_Description of the task:_ Count how many lines in the items below contain the string "worker". Report only that count.

_Dataset records:_

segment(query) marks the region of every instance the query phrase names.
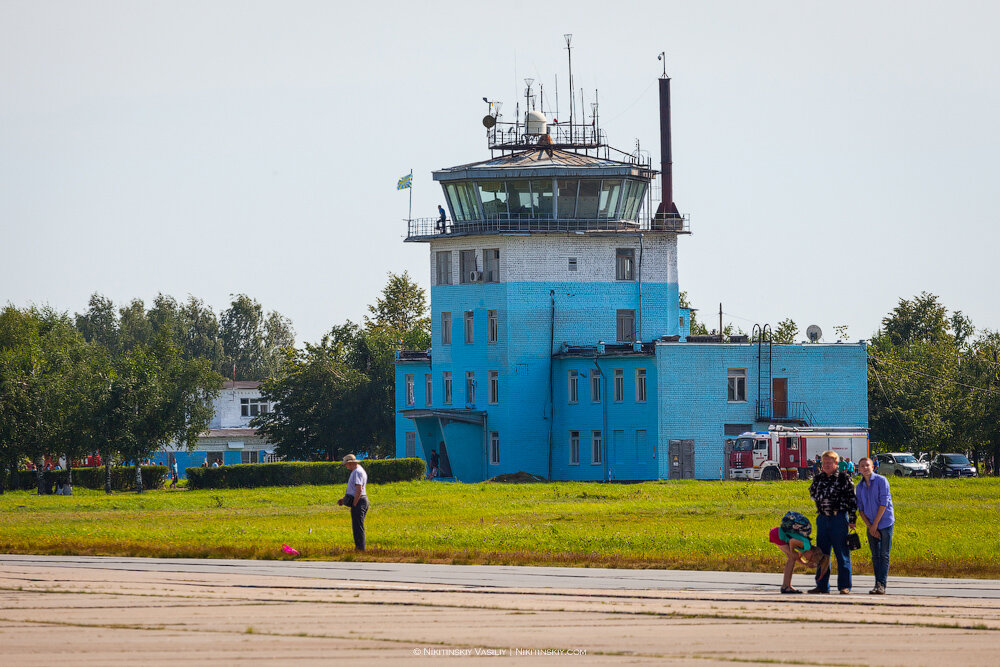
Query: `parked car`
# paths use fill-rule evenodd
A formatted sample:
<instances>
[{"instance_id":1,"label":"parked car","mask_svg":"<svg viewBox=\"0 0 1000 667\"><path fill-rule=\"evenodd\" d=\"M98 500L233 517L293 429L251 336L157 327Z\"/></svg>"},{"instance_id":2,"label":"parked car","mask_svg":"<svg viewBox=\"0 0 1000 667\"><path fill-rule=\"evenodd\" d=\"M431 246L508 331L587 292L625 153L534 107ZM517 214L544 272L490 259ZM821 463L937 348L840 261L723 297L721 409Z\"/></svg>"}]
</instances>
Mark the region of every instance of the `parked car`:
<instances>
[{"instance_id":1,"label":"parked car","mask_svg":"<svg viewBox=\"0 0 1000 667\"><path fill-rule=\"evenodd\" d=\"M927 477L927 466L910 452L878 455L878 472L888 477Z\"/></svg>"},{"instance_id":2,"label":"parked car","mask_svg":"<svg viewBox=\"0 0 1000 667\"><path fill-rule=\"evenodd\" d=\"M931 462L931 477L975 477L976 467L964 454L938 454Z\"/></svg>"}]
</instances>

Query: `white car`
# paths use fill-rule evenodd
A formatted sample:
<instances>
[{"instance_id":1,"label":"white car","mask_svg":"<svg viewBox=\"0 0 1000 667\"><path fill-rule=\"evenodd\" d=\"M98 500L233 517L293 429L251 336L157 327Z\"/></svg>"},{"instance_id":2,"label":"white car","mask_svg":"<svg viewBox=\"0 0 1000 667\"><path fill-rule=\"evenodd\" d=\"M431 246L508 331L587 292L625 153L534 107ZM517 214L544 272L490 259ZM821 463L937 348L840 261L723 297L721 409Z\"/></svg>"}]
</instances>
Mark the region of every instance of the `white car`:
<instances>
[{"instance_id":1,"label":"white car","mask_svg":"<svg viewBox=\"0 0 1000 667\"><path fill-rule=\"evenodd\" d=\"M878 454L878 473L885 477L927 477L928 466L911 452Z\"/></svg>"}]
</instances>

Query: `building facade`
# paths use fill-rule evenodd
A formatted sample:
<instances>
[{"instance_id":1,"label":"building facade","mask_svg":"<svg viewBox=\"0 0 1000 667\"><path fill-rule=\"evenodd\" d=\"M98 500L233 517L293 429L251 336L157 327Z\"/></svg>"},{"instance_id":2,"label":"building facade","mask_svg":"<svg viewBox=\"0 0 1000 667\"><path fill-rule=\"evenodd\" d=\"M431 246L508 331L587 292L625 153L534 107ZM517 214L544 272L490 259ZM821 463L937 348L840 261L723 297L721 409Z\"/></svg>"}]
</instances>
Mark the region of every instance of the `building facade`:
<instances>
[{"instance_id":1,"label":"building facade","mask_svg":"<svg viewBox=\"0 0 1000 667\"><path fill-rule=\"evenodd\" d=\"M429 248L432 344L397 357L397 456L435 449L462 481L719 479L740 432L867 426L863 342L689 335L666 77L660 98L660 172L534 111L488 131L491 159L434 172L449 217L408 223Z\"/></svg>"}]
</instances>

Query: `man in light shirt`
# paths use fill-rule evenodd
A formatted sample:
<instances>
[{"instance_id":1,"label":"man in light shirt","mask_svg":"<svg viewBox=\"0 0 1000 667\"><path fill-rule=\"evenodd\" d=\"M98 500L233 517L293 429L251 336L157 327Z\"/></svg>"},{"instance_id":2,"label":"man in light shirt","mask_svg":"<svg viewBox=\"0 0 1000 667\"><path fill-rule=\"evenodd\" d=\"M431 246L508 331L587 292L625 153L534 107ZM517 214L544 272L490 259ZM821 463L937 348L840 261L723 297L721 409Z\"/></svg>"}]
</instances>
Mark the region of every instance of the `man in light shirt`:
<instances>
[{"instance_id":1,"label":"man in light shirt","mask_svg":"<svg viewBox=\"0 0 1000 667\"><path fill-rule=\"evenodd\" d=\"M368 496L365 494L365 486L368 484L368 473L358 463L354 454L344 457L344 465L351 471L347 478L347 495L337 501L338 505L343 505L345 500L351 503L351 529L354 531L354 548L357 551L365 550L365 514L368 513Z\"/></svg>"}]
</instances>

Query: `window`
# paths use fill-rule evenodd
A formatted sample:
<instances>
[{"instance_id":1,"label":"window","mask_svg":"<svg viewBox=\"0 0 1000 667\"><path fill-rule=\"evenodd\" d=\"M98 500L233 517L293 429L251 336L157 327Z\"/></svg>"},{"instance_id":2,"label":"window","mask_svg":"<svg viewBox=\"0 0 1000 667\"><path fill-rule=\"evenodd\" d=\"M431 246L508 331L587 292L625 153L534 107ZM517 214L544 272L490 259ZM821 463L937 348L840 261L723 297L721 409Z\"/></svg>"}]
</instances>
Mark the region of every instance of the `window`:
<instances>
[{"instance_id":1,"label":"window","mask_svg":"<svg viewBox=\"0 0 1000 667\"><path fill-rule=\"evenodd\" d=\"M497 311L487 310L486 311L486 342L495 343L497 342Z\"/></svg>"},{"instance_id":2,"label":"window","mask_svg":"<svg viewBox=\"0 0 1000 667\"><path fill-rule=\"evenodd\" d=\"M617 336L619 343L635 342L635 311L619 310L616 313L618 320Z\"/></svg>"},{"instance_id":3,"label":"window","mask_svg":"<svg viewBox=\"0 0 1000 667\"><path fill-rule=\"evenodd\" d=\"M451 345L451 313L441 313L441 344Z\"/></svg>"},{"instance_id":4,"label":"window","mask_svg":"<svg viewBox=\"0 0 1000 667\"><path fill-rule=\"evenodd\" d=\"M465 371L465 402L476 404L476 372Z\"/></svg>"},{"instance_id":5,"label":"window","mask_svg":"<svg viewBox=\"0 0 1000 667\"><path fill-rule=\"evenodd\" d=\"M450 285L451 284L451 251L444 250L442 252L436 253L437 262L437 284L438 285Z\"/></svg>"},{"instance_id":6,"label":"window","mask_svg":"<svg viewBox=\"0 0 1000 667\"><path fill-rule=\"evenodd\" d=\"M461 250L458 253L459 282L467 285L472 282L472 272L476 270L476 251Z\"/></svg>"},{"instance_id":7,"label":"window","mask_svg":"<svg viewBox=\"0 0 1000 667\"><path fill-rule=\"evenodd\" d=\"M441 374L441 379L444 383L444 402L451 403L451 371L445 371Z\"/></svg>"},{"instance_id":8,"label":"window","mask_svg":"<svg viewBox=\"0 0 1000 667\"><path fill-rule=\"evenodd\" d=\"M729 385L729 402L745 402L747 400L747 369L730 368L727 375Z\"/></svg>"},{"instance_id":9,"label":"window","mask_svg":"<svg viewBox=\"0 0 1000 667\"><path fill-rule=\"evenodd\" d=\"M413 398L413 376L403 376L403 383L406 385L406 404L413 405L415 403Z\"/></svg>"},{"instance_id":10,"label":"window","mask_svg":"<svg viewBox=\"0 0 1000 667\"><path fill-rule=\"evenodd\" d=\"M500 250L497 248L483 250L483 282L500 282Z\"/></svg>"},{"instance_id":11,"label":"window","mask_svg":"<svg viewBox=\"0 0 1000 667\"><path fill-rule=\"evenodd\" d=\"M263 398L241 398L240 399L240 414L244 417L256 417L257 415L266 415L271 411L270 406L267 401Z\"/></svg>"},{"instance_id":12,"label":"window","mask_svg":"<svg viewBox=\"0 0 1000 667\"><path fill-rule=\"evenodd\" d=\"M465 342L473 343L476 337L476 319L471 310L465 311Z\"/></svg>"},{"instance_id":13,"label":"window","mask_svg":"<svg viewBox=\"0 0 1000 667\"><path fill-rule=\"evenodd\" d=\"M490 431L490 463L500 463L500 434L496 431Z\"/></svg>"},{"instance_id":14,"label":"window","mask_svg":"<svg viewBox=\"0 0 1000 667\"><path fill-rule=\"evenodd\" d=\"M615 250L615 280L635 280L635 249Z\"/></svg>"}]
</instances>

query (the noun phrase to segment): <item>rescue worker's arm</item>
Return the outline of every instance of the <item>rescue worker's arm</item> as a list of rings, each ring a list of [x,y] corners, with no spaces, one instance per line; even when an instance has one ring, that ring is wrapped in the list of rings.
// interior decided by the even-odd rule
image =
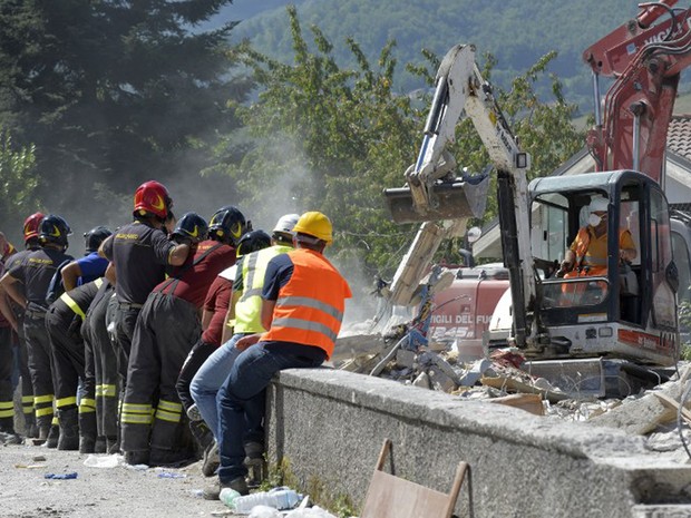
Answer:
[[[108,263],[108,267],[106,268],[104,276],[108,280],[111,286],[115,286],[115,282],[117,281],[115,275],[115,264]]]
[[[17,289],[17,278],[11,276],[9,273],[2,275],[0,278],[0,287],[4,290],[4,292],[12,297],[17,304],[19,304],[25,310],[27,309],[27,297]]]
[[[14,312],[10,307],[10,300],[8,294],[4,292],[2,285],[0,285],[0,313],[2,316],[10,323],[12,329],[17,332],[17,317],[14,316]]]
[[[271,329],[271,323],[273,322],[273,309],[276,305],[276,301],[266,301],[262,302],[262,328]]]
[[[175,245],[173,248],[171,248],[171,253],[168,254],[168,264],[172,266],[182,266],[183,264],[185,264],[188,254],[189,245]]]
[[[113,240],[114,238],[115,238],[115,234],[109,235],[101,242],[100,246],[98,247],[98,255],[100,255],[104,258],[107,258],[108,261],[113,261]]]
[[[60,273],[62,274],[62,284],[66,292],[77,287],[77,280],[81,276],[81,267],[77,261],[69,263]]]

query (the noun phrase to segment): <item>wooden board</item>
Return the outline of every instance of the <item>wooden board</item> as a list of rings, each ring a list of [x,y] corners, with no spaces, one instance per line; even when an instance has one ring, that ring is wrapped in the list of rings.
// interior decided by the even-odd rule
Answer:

_Solved problem:_ 2